## WHAT IS ASKED
Arrange all of the rows below as a two-column CSV with the header request,answer, giving each request one line with its text under request and its answer under answer. Put each value in a single quoted field with line breaks turned into spaces, and leave the pictures out.

(Rows from a data source)
START
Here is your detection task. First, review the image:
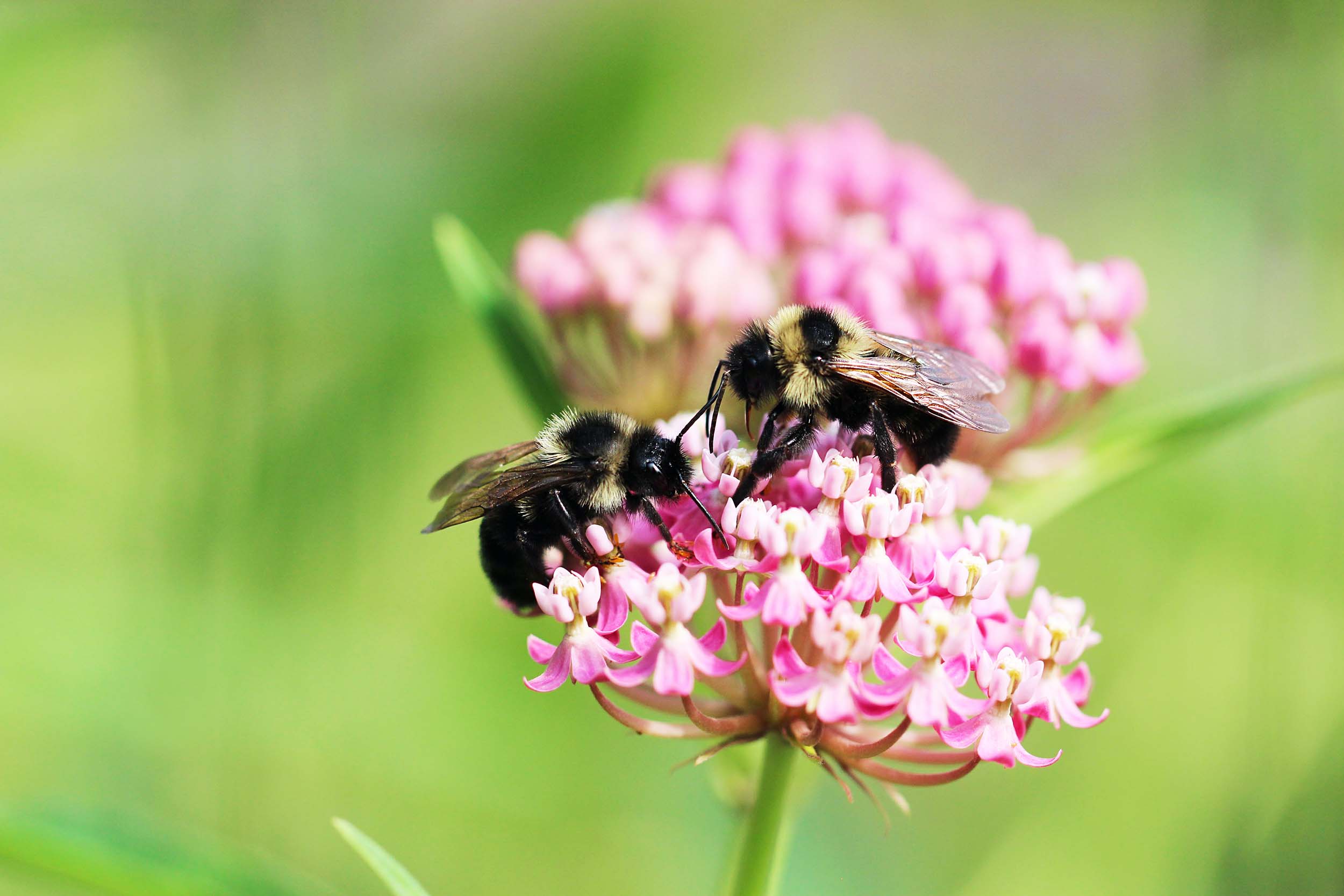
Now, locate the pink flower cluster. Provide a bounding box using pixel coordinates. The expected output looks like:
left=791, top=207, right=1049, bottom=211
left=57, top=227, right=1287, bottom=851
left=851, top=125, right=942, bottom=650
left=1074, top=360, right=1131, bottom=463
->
left=516, top=418, right=1107, bottom=786
left=515, top=116, right=1147, bottom=461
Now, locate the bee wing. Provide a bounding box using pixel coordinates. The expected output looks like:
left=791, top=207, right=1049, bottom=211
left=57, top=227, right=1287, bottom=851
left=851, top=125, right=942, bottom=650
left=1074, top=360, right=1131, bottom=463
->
left=831, top=349, right=1008, bottom=433
left=429, top=439, right=537, bottom=501
left=424, top=442, right=590, bottom=532
left=871, top=332, right=1004, bottom=395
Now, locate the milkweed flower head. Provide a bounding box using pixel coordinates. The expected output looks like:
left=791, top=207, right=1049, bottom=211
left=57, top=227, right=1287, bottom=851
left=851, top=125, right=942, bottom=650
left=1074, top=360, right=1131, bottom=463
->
left=513, top=116, right=1148, bottom=469
left=528, top=425, right=1106, bottom=806
left=500, top=117, right=1147, bottom=811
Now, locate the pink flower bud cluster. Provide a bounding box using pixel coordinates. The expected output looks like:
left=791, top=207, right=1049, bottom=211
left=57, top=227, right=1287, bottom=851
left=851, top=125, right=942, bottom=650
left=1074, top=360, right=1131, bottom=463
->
left=515, top=116, right=1148, bottom=458
left=513, top=419, right=1107, bottom=786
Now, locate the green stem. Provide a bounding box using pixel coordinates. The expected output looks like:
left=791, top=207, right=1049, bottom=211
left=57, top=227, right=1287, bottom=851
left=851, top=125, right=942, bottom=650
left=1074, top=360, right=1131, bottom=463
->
left=728, top=735, right=798, bottom=896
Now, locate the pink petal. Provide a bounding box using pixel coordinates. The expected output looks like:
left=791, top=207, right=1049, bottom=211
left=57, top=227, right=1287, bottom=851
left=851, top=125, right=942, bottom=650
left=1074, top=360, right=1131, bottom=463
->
left=606, top=650, right=659, bottom=688
left=527, top=634, right=555, bottom=662
left=593, top=632, right=640, bottom=662
left=938, top=716, right=985, bottom=750
left=631, top=619, right=659, bottom=657
left=691, top=636, right=747, bottom=678
left=717, top=582, right=765, bottom=622
left=593, top=591, right=631, bottom=634
left=973, top=713, right=1018, bottom=769
left=1055, top=694, right=1110, bottom=728
left=653, top=650, right=695, bottom=696
left=523, top=642, right=570, bottom=692
left=873, top=645, right=910, bottom=681
left=906, top=675, right=946, bottom=728
left=835, top=556, right=878, bottom=600
left=849, top=677, right=907, bottom=719
left=695, top=529, right=738, bottom=570
left=812, top=678, right=859, bottom=721
left=942, top=653, right=970, bottom=688
left=700, top=619, right=728, bottom=653
left=570, top=643, right=610, bottom=685
left=875, top=555, right=911, bottom=603
left=1004, top=744, right=1064, bottom=769
left=771, top=638, right=812, bottom=678
left=1064, top=662, right=1091, bottom=707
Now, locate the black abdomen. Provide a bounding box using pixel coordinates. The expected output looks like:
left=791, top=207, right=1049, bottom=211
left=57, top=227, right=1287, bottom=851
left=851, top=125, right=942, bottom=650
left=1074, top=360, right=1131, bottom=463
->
left=883, top=400, right=961, bottom=470
left=481, top=504, right=561, bottom=613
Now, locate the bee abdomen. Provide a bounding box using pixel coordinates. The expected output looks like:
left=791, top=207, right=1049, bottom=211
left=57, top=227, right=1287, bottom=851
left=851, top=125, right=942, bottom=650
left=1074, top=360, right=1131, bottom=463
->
left=481, top=504, right=561, bottom=613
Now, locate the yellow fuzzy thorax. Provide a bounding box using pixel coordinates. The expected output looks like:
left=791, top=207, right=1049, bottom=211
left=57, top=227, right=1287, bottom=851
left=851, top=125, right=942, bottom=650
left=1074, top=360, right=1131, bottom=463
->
left=766, top=305, right=874, bottom=408
left=532, top=408, right=639, bottom=514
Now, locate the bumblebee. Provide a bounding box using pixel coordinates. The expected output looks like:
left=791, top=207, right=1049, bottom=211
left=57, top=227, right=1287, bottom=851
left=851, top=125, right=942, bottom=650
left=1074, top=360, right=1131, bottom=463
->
left=702, top=305, right=1008, bottom=503
left=424, top=410, right=723, bottom=615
END
## SOLUTION TO THE EXERCISE
request,answer
"Here is your detection task. First, review the image: Now, locate the pink flower cluster. Provide a bounding box using pixel coordinates. The expected output looks like: left=791, top=207, right=1049, bottom=211 left=57, top=227, right=1287, bottom=851 left=851, top=125, right=942, bottom=650 left=1074, top=360, right=1131, bottom=463 ->","left=516, top=418, right=1107, bottom=786 left=515, top=116, right=1147, bottom=461"
"Now, locate the bee wing. Provide a bounding box using pixel coordinates. The expected output looks like: left=791, top=207, right=1049, bottom=211 left=57, top=227, right=1287, bottom=851 left=851, top=125, right=942, bottom=650 left=1074, top=360, right=1131, bottom=463 ->","left=831, top=349, right=1008, bottom=433 left=429, top=439, right=537, bottom=501 left=424, top=442, right=590, bottom=532 left=871, top=332, right=1004, bottom=395"
"Now, locate the milkweed flower head. Provide a bounding box using pixel coordinates. The expected output looks like: left=791, top=207, right=1049, bottom=211 left=57, top=227, right=1287, bottom=851 left=851, top=125, right=942, bottom=650 left=1074, top=360, right=1131, bottom=463 ->","left=513, top=116, right=1148, bottom=469 left=528, top=425, right=1106, bottom=806 left=500, top=117, right=1147, bottom=811"
"Now, locate the pink flower bud cluster. Provide a bounding box using pixel coordinates. The expected output looks like: left=791, top=207, right=1049, bottom=211 left=57, top=227, right=1287, bottom=851 left=851, top=125, right=942, bottom=650 left=1074, top=360, right=1131, bottom=463 ->","left=515, top=116, right=1148, bottom=458 left=513, top=419, right=1107, bottom=786"
"Now, locate the green stem. Provide a bounding box using pixel coordinates. The expected output looks like: left=791, top=207, right=1049, bottom=211 left=57, top=227, right=1287, bottom=851 left=851, top=125, right=942, bottom=650 left=1074, top=360, right=1131, bottom=463 ->","left=728, top=735, right=798, bottom=896"
"Now, locate the pink petal. Provide a bounding box using pixel coordinates. The expected output looks like: left=791, top=207, right=1049, bottom=211 left=57, top=227, right=1287, bottom=851 left=851, top=125, right=942, bottom=650 left=1074, top=360, right=1131, bottom=463 ->","left=606, top=650, right=659, bottom=688 left=527, top=634, right=555, bottom=662 left=593, top=632, right=640, bottom=662 left=938, top=716, right=985, bottom=750 left=631, top=619, right=659, bottom=657 left=691, top=636, right=747, bottom=678 left=717, top=582, right=765, bottom=622 left=593, top=591, right=631, bottom=634 left=973, top=713, right=1018, bottom=769 left=1055, top=694, right=1110, bottom=728 left=653, top=650, right=695, bottom=696 left=523, top=642, right=570, bottom=692 left=873, top=645, right=910, bottom=681 left=906, top=675, right=946, bottom=728 left=835, top=556, right=878, bottom=600 left=849, top=677, right=907, bottom=719 left=695, top=529, right=738, bottom=570 left=812, top=678, right=859, bottom=721 left=942, top=653, right=970, bottom=688 left=700, top=619, right=728, bottom=653 left=570, top=643, right=610, bottom=685 left=875, top=555, right=911, bottom=603 left=1004, top=744, right=1064, bottom=769 left=771, top=638, right=812, bottom=678 left=1064, top=662, right=1091, bottom=707"
"Now, locate the black abdomen. Provide a bounding box using pixel coordinates. The expected output looks like: left=791, top=207, right=1049, bottom=211 left=57, top=227, right=1287, bottom=851 left=851, top=125, right=942, bottom=650 left=1074, top=360, right=1131, bottom=463 ->","left=883, top=400, right=961, bottom=470 left=481, top=504, right=561, bottom=613"
"Now, locate the bee abdomen. Provide a bounding box using pixel coordinates. The expected output looks like: left=791, top=207, right=1049, bottom=211 left=57, top=227, right=1287, bottom=851 left=851, top=125, right=942, bottom=650 left=1074, top=360, right=1131, bottom=463 ->","left=481, top=504, right=561, bottom=613"
"Now, locate the yellow fuzzy thorax. Provide a bounding box using pixel coordinates. The expected output looks like: left=791, top=207, right=1049, bottom=211 left=57, top=227, right=1287, bottom=851 left=851, top=125, right=942, bottom=650 left=1074, top=360, right=1131, bottom=463 ->","left=766, top=305, right=874, bottom=408 left=532, top=408, right=639, bottom=514"
"Now, locate the bumblebee. Provide a bounding box using pixel coordinates. The expected output looks like: left=791, top=207, right=1049, bottom=211 left=57, top=227, right=1287, bottom=851 left=851, top=125, right=942, bottom=650 left=1074, top=360, right=1131, bottom=463 ->","left=702, top=305, right=1008, bottom=503 left=424, top=410, right=723, bottom=615"